- Your goal -
Leave out every picture, then transcribe the rest of the listing exactly.
>>>
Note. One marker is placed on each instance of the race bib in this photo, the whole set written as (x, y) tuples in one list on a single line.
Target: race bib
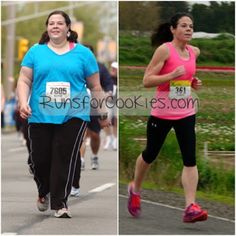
[(180, 89), (58, 91)]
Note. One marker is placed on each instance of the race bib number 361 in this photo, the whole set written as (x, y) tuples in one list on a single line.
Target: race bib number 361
[(180, 89), (58, 91)]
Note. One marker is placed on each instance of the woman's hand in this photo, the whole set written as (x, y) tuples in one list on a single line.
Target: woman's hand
[(104, 123), (178, 71), (196, 83), (25, 111)]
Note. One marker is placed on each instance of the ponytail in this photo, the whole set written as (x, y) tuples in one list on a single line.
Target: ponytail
[(161, 35)]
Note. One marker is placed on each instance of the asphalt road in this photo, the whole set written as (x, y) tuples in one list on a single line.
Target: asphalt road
[(161, 219), (94, 212)]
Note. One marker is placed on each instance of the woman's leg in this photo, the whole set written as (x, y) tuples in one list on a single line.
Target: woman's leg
[(66, 146), (40, 140), (157, 129), (185, 132)]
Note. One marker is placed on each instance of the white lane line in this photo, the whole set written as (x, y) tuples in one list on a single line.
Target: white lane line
[(9, 233), (177, 208), (101, 188), (17, 149)]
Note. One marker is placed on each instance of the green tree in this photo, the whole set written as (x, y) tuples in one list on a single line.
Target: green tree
[(141, 16)]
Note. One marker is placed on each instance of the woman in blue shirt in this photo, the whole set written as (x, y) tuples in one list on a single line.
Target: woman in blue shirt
[(55, 74)]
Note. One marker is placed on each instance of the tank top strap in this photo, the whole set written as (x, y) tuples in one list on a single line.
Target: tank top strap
[(71, 45), (192, 54), (172, 50)]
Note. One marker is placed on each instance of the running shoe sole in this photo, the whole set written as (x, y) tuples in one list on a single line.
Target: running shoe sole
[(201, 217), (136, 213)]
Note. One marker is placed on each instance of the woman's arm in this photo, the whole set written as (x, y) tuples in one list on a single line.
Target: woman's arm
[(151, 77), (23, 90), (196, 83)]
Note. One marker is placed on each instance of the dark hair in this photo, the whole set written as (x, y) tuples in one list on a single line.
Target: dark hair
[(163, 34), (73, 35), (89, 46)]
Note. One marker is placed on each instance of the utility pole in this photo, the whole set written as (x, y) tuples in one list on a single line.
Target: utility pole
[(8, 65)]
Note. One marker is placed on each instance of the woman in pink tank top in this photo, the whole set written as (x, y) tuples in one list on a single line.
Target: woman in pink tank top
[(171, 70)]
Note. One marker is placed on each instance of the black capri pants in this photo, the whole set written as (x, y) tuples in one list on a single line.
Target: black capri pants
[(157, 130)]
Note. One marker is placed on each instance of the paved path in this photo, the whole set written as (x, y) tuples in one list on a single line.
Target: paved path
[(94, 212)]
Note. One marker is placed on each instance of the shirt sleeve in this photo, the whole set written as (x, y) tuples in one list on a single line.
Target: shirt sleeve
<<<
- Solution for this problem -
Note. One marker is placed on each instance of the race bib in this photo, the whole set written as (x, y) tuples in one list on a single line.
Target: race bib
[(180, 89), (58, 91)]
Note. One marker is placed on each instance of the race bib number 361 in this photo, the whole set written as (x, y) tuples in one list on a single line.
Target: race bib number 361
[(180, 89), (58, 91)]
Note. One marker is placed on each instance of the woman's hand in this photo, the whole set written as (x, y) tuples in one list on a single line.
Target: woman's hand
[(104, 123), (178, 71), (196, 83), (25, 111)]
Note. One marker is placed on each instance of the ponytail in this photo, the whole set written as (x, y) tuples in one list on a single line.
Target: ponytail
[(161, 35)]
Note. One marker is placed on each instance of the asphalt road in this photo, the whole set written as (x, y) tuples in one list on a single line.
Target: asphalt road
[(161, 219), (94, 212)]
Note. One marker is placed on each instance of the woman's leg in this photo, the whole set written as (x, y) tuples in one list on a single line.
Target: woman's leg
[(66, 146), (40, 140), (157, 129), (185, 132)]
Note. One marker is placed on each instance of the white lane line in this photo, the whole set written as (x, y) tuples in one list on a single line.
Target: white lane line
[(9, 233), (177, 208), (101, 188), (17, 149)]
Note. One marker is placed on each instance of the green tree in this photo, the whole set written as (x, y) tuples in one list on a single line.
Target: green tree
[(141, 16)]
Note. One marker is placed on each instance of the woman in blue shirt in this photo, the whole set written as (x, y) tuples in one list on a single line.
Target: woman in blue shirt
[(55, 74)]
Note. One marker is placed on each instance of the tank top strap in this photo, the whole set written as (x, y) tuples in one list on a single line.
Target: tank top strap
[(71, 45), (192, 54), (172, 50)]
Note. One marker is placed on each instance of the running shoe sole in this photo, the whole set written as (x, y) tuples in one list on a single line.
Target: running shoe sole
[(201, 217), (136, 213)]
Note. One marker is placed on each instance of the woman's arm in this photo, the whole set written as (x, y) tuples in one list on a single line.
Target: woman's arm
[(151, 77), (23, 90), (196, 83)]
Note. One marker is placed on each instance of the dark hair in this photo, the whole set written as (x, y) tuples in one list on a single line.
Target: dark hair
[(163, 34), (73, 35), (89, 46)]
Note. One marker is placed on each instance of the utility pole in this photo, the whole set written as (x, y) tuples in one list on a single line.
Target: utility pole
[(8, 65)]
Note. One marker is placed on each instance of the woman in pink tank top in this photo, the whole set written as (x, y) tuples in one list on a single line.
Target: woman in pink tank top
[(171, 70)]
Note. One marker is placed on each instance of the black capri pants in this photo, the whole set written as (x, y) tuples in one list on a single line.
Target: black capri pants
[(157, 130)]
Note. One marker is placed on each instance of the paved path in this photo, the whole set written as (x, y) tuples in one list on a single line.
Target: paved path
[(94, 212)]
Note. One marker is placed on each instance of the shirt sleeve in this photo, the whole set written as (x, y) tuples in one list on a single line.
Target: shirt sleeve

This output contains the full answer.